Que doit-on faire du patrimoine culturel colonial français érigé en Algérie ?
Une contribution de Khider Mesloub – La question du démantèlement ou non des statues et monuments de l’époque coloniale française, encore hissés en Algérie indépendante, ne date pas de 2017, l’année de la vandalisation de la célèbre statue coloniale de Sétif, l’emblématique Aïn El-Fouara. Pour rappel, sa dégradation fut considérée par une frange de la population algérienne, plus prompte à s’émouvoir de la dévastation d’une statue coloniale que de la détérioration du statut social du citoyen algérien, comme une profanation, un autodafé, en raison de l’auteur du forfait : l’auteur était islamiste. Au vrai, la question du démantèlement du patrimoine culturel colonial français fut posée dès l’indépendance de l’Algérie. Et nullement par des islamistes obscurantistes et «irresponsables». Mais par des révolutionnaires algériens dotés d’une conscience politique aiguë et d’un esprit internationaliste majeur.
En tout cas, le débat relatif au maintien ou non de certains patrimoines coloniaux vient de nouveau de s’inviter tapageusement sur la place publique, notamment à la faveur de la dégradation de la statue de Aïn El-Fouara, la légendaire sculpture coloniale de Sétif.
L’occasion pour moi de présenter au lecteur une succincte étude sur cette question controversée des monuments et statues érigés par la France coloniale en Algérie. N’étant pas spécialiste, la présente étude, fraîchement rédigée, n’a pas la prétention d’apporter un éclairage historique exhaustif et approfondi. Elle a pour modeste ambition d’ouvrir un authentique et apaisé débat parmi les lecteurs d’Algeriepatriotique, voire parmi l’ensemble des Algériens, sur la question du patrimoine culturel colonial français, matérialisé par les monuments et les statues toujours érigés en Algérie.

------------------------------------------------------------------------

Recopiez mot pour mot l'intégralité de l'article ci-dessus sur le patrimoine culturel colonial français en Algérie.

> **Contenu des données**:

------------------------------------------------------------------------

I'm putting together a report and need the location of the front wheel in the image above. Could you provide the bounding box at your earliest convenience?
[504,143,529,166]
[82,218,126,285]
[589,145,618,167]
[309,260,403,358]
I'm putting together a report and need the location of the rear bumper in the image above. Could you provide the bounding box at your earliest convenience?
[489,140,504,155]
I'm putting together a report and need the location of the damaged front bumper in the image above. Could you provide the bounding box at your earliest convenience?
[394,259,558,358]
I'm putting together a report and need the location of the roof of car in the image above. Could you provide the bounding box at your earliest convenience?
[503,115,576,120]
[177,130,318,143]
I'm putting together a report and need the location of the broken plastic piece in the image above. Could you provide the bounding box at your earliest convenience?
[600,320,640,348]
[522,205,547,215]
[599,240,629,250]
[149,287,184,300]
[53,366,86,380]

------------------------------------------------------------------------

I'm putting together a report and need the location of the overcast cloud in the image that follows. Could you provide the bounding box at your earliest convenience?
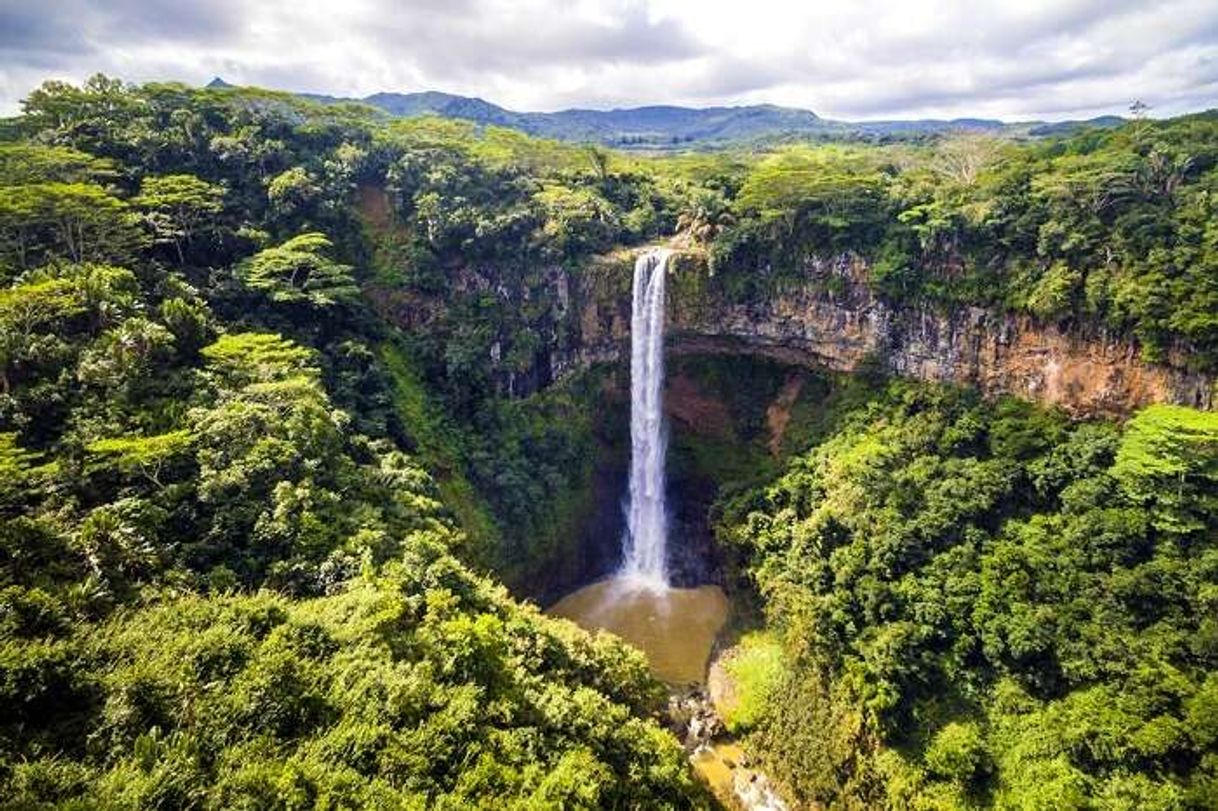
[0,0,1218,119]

------------------------------------------------------------------------

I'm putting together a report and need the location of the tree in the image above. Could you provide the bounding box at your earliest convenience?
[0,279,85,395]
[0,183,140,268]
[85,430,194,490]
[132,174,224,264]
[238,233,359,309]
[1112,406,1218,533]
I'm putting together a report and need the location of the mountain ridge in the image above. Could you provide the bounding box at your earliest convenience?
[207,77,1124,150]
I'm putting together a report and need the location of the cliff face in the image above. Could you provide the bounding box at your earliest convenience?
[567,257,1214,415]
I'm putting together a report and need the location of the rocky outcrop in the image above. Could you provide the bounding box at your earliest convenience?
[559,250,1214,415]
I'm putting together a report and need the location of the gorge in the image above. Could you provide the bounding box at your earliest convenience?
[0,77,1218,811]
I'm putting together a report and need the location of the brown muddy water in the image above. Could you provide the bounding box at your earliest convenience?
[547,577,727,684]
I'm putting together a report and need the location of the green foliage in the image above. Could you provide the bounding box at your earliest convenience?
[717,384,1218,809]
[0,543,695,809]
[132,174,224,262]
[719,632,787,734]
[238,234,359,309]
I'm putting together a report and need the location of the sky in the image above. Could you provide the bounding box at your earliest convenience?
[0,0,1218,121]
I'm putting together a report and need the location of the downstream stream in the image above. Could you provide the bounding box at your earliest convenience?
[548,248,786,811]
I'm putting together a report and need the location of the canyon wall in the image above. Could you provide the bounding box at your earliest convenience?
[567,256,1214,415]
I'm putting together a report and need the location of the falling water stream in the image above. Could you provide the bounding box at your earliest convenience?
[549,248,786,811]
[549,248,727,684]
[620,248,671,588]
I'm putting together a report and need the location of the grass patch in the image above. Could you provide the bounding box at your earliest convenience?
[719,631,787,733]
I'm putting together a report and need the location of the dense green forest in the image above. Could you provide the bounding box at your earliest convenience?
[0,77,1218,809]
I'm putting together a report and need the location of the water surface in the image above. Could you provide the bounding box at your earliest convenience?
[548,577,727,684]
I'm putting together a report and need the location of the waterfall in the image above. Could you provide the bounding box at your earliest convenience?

------------------------------------------------------------------------

> **Réponse**:
Que doit-on faire du patrimoine culturel colonial français érigé en Algérie ?
Une contribution de Khider Mesloub – La question du démantèlement ou non des statues et monuments de l’époque coloniale française, encore hissés en Algérie indépendante, ne date pas de 2017, l’année de la vandalisation de la célèbre statue coloniale de Sétif, l’emblématique Aïn El-Fouara. Pour rappel, sa dégradation fut considérée par une frange de la population algérienne, plus prompte à s’émouvoir de la dévastation d’une statue coloniale que de la détérioration du statut social du citoyen algérien, comme une profanation, un autodafé, en raison de l’auteur du forfait : l’auteur était islamiste. Au vrai, la question du démantèlement du patrimoine culturel colonial français fut posée dès l’indépendance de l’Algérie. Et nullement par des islamistes obscurantistes et «irresponsables». Mais par des révolutionnaires algériens dotés d’une conscience politique aiguë et d’un esprit internationaliste majeur.
En tout cas, le débat relatif au maintien ou non de certains patrimoines coloniaux vient de nouveau de s’inviter tapageusement sur la place publique, notamment à la faveur de la dégradation de la statue de Aïn El-Fouara, la légendaire sculpture coloniale de Sétif.
L’occasion pour moi de présenter au lecteur une succincte étude sur cette question controversée des monuments et statues érigés par la France coloniale en Algérie. N’étant pas spécialiste, la présente étude, fraîchement rédigée, n’a pas la prétention d’apporter un éclairage historique exhaustif et approfondi. Elle a pour modeste ambition d’ouvrir un authentique et apaisé débat parmi les lecteurs d’Algeriepatriotique, voire parmi l’ensemble des Algériens, sur la question du patrimoine culturel colonial français, matérialisé par les monuments et les statues toujours érigés en Algérie.